— Start —
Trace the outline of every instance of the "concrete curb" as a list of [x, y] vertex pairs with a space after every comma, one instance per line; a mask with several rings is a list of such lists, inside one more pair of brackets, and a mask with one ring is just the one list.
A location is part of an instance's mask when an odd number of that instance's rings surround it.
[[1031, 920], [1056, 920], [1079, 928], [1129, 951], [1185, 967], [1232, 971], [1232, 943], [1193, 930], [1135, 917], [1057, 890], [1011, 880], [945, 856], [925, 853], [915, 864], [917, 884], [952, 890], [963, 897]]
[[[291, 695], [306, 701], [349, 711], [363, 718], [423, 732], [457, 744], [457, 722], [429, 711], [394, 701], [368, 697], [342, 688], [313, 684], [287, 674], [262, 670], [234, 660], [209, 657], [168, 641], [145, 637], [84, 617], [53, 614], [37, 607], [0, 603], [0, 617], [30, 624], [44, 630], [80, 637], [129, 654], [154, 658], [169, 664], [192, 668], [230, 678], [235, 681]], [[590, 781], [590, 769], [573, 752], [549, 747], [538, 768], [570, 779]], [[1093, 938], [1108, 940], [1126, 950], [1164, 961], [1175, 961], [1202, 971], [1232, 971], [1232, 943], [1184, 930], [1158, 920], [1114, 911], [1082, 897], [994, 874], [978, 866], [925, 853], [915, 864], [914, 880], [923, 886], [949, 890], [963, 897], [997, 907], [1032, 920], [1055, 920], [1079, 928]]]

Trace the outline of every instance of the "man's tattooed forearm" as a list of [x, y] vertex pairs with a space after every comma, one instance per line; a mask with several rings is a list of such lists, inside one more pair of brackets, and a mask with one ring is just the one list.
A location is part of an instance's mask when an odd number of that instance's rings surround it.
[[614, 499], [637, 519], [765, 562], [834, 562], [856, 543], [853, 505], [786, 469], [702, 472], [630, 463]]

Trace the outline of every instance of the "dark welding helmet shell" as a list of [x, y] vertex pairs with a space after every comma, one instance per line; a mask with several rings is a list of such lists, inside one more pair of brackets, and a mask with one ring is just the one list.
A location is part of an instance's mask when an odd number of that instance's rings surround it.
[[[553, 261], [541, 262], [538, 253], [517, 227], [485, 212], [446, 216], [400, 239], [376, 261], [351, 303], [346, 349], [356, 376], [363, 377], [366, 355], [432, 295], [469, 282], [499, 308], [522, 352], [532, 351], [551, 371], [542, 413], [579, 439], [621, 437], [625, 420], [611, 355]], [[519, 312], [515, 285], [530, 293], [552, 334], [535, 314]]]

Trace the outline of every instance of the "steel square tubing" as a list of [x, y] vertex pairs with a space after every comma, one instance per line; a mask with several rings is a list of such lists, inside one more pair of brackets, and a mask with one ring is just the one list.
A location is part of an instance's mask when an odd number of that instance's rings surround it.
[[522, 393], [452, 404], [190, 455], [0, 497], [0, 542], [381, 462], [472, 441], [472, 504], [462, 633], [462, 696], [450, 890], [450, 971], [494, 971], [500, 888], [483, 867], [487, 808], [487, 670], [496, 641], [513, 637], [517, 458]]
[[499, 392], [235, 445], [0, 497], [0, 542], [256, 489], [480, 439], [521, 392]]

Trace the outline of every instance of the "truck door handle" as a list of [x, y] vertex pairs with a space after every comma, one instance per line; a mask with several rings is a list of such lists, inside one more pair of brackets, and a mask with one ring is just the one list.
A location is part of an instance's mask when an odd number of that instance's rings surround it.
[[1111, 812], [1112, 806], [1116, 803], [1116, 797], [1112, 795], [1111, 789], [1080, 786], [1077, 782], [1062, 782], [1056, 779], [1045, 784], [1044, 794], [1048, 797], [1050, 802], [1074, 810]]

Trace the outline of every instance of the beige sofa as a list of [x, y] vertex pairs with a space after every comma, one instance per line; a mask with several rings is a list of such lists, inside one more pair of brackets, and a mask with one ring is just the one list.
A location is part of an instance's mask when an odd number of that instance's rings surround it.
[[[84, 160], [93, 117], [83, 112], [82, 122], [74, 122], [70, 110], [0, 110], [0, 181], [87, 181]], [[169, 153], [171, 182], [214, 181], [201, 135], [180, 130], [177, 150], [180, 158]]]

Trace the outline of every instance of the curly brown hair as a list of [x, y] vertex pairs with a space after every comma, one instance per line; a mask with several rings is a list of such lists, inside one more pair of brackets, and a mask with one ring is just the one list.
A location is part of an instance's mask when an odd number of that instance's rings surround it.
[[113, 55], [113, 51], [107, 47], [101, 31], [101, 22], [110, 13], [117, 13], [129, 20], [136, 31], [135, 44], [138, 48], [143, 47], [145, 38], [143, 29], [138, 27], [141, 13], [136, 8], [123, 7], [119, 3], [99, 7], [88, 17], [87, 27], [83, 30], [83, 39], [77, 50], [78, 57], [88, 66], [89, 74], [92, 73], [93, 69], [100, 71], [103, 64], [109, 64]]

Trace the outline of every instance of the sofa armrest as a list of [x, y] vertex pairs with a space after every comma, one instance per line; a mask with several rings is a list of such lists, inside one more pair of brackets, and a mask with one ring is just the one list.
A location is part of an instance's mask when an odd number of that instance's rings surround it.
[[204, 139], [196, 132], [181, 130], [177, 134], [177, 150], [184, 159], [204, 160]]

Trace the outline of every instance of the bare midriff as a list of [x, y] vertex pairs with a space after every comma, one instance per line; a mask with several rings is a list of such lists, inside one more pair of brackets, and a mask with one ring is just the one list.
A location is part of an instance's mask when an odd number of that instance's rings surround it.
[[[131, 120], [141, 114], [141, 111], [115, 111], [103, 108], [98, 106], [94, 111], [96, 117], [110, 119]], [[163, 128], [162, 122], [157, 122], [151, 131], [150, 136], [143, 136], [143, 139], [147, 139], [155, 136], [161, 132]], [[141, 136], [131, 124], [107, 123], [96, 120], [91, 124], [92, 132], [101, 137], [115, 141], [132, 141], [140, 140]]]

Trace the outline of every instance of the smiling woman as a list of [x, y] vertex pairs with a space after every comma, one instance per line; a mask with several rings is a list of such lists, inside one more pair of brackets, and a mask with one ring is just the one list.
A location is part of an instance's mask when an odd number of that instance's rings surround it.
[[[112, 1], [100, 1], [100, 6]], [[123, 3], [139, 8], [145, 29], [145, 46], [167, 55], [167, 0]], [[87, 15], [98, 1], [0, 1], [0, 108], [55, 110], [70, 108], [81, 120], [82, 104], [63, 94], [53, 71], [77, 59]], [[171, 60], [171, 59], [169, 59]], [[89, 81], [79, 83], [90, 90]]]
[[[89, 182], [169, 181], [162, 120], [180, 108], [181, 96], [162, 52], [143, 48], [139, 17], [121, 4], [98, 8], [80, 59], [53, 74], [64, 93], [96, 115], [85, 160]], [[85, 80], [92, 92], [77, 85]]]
— End —
Required work ::
Print, without any change, the lines of the records from the line containing "Trace the outline of every instance of the smiling" through the last line of the records.

Solution to this problem ::
Trace the outline of every instance of the smiling woman as a list of [x, y] vertex pairs with a space after every comma, one instance per line; a mask with several rings is a list of such lists, inside one more pair of brackets, and a mask with one ring is just the one list.
A location is part of an instance's mask when an odd number of that instance's rings surround it.
[[[112, 1], [100, 1], [100, 6]], [[123, 3], [139, 8], [145, 29], [145, 46], [167, 55], [167, 0]], [[87, 15], [98, 1], [0, 1], [0, 108], [55, 110], [70, 108], [81, 120], [82, 104], [63, 94], [53, 71], [77, 59]], [[171, 60], [171, 59], [169, 59]], [[89, 81], [79, 83], [90, 90]]]
[[[89, 182], [169, 181], [162, 120], [180, 108], [181, 96], [162, 52], [143, 48], [139, 17], [121, 4], [98, 8], [80, 59], [53, 74], [64, 93], [96, 115], [85, 160]], [[85, 80], [92, 92], [77, 85]]]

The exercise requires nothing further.